* TASK INSTRUCTIONS:
1 - Rewrite the Englewood rail passage from "Erie Railroad's suburban" up to and including "to Hoboken Terminal).", changing "Pavonia Terminal" to "Pavonia Station".
2 - According to the Englewood rail passage, when did passenger service on the Erie Railroad's Northern Branch end?

Erie Railroad's suburban Northern Branch (NRRNJ) started passenger service in Englewood in 1859, at various stations including the still extant building at Depot Square. It originated/terminated at Pavonia Terminal on the Hudson River in Jersey City and was ended in September 1966 (by which time trains had been redirected to Hoboken Terminal).

The Northern Branch Corridor Project is a proposed NJ Transit (NJT) project to extend the Hudson–Bergen Light Rail along the line providing service to newly built stations along the route. The line would stop at Englewood Route 4 and Englewood Town Center and terminate at Englewood Hospital and Medical Center. A station stop at Depot Square is the city's much-preferred alternative to NJT's proposed new Englewood Town Center Station to the south. Englewood Mayor Frank Huttle III worked with Jersey City Mayor Steven Fulop to advocate on behalf of the project and obtain the needed state and federal funding needed to proceed with the plan, with Huttle emphasizing the economic benefits from the project and that the city wanted to host the terminus, which would include a parking garage near Englewood Hospital and additional parking near Palisade Avenue in the commercial center of the city.

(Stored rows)
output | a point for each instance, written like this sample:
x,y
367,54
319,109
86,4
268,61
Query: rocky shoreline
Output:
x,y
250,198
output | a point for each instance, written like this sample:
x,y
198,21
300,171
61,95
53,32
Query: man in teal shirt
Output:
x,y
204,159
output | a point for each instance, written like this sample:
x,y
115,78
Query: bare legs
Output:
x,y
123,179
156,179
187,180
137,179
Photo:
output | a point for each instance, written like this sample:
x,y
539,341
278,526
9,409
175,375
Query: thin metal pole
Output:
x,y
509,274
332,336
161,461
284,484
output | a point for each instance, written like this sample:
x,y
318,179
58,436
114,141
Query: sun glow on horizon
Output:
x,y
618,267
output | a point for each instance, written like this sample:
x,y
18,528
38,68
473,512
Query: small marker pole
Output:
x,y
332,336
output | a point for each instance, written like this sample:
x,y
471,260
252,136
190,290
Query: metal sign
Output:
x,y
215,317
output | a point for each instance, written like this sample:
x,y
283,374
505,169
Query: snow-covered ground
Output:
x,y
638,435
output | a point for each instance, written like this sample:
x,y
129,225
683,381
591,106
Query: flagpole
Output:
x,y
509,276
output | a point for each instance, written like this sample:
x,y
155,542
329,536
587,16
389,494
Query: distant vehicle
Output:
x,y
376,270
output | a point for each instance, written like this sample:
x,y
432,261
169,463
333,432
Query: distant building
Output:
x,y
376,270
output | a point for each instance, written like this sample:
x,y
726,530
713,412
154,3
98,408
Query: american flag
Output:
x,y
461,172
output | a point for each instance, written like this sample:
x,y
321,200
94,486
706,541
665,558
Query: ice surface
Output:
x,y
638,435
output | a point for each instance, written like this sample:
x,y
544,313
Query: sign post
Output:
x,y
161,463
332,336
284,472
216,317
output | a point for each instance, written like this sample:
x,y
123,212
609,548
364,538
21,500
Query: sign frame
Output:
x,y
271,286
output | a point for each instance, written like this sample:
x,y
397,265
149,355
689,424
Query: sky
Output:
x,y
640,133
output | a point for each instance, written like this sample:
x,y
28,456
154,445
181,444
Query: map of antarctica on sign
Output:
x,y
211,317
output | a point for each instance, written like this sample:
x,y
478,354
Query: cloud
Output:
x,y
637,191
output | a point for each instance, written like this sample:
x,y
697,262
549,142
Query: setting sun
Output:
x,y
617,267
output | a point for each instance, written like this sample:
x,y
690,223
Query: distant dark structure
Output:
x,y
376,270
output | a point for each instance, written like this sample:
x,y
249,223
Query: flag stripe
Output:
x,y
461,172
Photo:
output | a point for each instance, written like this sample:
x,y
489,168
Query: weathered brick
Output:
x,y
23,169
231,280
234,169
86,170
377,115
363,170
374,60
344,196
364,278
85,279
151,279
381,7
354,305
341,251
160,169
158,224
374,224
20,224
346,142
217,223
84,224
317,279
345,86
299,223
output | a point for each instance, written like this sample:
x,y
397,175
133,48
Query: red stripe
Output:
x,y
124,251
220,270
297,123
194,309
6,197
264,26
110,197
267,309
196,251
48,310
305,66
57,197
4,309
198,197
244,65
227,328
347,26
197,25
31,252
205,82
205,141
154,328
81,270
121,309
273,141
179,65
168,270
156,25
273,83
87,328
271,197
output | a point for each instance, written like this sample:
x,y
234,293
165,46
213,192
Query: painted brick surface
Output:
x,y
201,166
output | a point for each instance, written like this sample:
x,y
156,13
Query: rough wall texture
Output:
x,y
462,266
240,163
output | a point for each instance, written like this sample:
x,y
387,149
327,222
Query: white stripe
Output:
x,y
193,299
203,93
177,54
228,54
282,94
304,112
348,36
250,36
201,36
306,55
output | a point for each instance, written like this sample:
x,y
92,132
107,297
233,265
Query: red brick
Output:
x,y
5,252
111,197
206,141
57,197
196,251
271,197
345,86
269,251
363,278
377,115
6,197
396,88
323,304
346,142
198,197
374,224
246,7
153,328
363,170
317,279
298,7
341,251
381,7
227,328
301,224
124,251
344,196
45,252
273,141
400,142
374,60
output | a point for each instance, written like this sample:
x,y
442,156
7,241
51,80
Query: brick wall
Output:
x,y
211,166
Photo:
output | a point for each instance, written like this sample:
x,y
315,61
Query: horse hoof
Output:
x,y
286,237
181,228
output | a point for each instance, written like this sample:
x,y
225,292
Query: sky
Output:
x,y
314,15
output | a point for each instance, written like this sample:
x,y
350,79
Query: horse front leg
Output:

* ANSWERS PROVIDED:
1 -
Erie Railroad's suburban Northern Branch (NRRNJ) started passenger service in Englewood in 1859, at various stations including the still extant building at Depot Square. It originated/terminated at Pavonia Station on the Hudson River in Jersey City and was ended in September 1966 (by which time trains had been redirected to Hoboken Terminal).

2 - September 1966